**TASK DIRECTIONS**
Write out, please, the line containing "If you could place a marker on the glossy" together with all lines after it, up to and including the last one, with no other output.

**Stored entries**
★ ★ ★ ★ ★ ★ ★
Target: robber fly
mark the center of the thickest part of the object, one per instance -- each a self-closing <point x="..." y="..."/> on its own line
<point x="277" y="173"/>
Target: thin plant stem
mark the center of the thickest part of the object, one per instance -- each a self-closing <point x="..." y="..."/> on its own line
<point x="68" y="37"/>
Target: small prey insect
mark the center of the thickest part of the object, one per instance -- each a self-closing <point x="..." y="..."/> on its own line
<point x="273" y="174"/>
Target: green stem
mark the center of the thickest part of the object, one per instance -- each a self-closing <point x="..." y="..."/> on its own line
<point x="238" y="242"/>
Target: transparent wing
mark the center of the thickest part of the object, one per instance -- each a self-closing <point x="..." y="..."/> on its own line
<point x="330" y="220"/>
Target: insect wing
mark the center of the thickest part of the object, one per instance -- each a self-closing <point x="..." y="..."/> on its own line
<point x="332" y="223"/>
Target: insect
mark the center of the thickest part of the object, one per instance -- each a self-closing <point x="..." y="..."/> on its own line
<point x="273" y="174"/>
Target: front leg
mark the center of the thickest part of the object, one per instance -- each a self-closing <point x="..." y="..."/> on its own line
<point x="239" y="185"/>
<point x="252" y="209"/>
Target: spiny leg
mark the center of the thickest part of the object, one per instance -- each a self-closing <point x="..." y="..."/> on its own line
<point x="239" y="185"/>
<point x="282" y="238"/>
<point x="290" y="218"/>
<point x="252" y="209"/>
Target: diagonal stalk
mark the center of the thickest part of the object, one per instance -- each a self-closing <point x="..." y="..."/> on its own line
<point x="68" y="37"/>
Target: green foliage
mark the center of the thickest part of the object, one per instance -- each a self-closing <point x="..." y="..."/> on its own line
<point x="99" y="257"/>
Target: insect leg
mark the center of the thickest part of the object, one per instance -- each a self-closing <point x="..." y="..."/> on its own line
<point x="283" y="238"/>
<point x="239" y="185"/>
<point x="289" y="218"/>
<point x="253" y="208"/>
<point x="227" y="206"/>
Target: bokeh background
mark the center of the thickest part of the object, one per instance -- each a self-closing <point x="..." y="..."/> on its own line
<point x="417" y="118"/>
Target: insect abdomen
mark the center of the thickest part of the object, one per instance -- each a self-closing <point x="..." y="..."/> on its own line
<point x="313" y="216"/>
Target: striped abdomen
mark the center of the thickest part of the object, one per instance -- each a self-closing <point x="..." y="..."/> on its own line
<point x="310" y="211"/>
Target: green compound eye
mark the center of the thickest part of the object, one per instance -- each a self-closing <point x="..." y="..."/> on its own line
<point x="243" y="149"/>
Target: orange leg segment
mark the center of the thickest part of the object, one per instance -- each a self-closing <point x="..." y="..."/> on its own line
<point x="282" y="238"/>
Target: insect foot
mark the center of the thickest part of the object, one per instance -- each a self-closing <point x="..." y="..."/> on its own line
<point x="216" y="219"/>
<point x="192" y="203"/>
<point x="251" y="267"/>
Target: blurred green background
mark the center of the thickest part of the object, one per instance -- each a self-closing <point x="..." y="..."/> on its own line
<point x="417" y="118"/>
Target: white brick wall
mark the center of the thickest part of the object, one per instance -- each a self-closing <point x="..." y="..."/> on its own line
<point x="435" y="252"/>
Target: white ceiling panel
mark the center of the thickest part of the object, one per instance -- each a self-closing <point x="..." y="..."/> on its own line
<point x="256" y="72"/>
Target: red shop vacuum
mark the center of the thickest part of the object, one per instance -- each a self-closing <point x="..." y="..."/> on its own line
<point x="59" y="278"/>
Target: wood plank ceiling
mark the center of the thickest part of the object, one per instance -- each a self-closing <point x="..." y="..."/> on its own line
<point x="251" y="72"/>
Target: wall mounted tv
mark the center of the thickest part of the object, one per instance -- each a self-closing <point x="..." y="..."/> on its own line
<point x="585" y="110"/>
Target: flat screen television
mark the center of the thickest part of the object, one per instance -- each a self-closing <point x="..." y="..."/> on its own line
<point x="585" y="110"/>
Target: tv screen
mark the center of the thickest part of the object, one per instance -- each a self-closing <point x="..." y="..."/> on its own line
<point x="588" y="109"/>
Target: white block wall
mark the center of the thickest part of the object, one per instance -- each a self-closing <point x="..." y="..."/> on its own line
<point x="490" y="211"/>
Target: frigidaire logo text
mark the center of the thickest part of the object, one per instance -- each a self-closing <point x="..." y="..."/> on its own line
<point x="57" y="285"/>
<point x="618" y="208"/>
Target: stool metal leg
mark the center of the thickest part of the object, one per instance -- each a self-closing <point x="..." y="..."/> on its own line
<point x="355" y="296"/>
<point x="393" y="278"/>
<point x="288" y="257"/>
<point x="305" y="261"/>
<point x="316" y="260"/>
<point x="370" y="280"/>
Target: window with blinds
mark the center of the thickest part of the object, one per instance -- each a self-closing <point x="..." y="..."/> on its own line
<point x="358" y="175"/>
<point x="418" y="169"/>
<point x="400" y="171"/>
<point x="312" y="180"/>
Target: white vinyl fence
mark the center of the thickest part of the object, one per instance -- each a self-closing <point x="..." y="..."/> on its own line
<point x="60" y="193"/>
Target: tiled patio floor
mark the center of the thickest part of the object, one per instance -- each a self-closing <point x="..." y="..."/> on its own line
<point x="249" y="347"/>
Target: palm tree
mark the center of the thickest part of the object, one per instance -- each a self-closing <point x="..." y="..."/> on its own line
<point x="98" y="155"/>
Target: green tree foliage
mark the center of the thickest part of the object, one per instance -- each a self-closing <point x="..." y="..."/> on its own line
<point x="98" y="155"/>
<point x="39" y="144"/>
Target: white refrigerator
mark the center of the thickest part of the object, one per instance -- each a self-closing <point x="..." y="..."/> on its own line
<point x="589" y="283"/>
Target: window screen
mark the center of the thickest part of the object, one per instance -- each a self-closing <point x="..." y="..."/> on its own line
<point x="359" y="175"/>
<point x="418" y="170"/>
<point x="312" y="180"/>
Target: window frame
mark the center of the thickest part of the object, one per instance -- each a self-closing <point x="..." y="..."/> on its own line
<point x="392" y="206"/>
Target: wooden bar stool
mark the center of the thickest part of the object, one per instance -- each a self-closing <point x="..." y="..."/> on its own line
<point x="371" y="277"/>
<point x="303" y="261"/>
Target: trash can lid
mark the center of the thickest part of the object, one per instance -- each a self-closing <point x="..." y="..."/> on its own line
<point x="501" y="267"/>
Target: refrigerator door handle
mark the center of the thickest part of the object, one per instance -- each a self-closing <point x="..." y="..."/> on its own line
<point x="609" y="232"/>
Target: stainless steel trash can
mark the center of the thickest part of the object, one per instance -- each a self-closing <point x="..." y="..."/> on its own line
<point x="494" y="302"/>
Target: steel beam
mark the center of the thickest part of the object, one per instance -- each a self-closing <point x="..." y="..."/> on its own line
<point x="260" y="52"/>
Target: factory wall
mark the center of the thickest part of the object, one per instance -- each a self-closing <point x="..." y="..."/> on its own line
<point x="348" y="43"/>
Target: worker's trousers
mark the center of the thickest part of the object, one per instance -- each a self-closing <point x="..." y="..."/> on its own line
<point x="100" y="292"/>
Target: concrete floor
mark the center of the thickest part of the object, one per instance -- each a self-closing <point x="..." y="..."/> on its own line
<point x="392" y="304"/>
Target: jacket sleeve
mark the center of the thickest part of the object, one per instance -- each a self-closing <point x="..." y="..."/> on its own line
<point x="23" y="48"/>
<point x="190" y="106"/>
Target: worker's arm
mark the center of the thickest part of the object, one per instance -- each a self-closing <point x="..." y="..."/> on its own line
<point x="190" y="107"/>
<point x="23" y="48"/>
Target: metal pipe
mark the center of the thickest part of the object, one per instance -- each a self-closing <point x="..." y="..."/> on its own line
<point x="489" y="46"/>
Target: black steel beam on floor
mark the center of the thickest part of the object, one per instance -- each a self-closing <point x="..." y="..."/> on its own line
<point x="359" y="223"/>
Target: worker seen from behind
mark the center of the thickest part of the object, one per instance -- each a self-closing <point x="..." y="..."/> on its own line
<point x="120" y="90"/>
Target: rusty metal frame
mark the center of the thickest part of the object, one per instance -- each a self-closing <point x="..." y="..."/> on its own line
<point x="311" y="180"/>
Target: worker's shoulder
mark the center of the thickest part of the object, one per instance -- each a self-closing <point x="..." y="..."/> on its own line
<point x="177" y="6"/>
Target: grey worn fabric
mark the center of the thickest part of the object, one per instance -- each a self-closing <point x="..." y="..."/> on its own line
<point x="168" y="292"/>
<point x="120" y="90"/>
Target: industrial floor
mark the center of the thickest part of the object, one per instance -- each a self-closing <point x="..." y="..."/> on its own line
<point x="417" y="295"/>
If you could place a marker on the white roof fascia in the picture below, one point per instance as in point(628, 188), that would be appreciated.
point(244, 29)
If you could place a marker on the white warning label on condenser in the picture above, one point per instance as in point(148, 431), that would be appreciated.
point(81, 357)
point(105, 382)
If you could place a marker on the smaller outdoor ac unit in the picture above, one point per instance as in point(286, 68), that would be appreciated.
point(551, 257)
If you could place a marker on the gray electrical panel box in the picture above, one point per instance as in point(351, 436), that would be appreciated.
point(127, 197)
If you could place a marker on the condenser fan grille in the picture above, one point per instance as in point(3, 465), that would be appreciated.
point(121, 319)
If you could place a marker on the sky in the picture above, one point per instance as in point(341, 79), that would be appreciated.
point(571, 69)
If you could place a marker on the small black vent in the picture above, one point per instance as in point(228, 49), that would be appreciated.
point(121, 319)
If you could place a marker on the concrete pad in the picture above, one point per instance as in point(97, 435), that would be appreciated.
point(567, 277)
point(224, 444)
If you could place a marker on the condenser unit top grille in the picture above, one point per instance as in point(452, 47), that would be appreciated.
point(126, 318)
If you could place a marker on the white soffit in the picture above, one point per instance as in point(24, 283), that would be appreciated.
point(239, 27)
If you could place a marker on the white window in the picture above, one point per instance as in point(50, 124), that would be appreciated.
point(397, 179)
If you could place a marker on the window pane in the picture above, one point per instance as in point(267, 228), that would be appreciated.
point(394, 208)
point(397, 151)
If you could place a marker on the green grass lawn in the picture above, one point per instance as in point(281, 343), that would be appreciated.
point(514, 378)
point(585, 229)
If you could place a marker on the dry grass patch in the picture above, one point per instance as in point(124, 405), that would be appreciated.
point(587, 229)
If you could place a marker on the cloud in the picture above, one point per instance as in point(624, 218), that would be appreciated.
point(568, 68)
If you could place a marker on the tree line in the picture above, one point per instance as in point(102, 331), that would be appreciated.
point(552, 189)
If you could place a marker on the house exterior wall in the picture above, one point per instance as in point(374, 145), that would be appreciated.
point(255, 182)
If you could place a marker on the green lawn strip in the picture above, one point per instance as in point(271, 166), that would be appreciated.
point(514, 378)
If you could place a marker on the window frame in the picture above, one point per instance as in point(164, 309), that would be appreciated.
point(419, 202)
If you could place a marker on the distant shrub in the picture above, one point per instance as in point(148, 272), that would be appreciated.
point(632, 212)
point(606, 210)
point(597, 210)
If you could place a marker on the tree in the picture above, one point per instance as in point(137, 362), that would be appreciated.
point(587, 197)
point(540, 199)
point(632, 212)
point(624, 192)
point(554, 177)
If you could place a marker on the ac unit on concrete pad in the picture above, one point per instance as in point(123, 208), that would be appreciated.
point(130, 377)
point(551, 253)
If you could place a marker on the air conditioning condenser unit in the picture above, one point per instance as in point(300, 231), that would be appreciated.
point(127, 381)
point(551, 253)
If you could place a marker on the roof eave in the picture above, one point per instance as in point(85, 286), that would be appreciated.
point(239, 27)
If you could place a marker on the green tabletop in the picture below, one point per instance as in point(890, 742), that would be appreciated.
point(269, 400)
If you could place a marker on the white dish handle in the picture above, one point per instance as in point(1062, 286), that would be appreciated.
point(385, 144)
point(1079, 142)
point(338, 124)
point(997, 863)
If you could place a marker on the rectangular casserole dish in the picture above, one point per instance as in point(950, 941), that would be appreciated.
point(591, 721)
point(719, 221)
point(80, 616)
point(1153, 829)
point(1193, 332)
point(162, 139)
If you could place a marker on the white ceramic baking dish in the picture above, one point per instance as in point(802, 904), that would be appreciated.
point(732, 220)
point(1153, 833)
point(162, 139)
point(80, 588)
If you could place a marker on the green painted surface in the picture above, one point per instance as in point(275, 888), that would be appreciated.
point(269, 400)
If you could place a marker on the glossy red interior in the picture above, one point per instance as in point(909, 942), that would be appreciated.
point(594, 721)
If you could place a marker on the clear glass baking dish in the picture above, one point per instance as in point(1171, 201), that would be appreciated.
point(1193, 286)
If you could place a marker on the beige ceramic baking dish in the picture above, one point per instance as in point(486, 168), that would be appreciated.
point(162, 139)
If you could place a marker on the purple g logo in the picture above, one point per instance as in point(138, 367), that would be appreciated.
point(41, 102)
★ ★ ★ ★ ★ ★ ★
**SOLUTION FOR THIS TASK**
If you could place a marker on the glossy red interior in the picture above, one point per instance as in point(909, 942), that would be appreciated.
point(594, 721)
If you could place a marker on the clear glass baking dish in the picture above, one point per instance as in point(1171, 201), that would be appreciated.
point(1193, 286)
If you could place a marker on the beige ceramic baking dish in the picture above, one point per instance as in point(486, 168), that would be appreciated.
point(162, 139)
If you could place a marker on the purple g logo in the picture above, one point per instance as in point(138, 367), that would be appreciated.
point(41, 102)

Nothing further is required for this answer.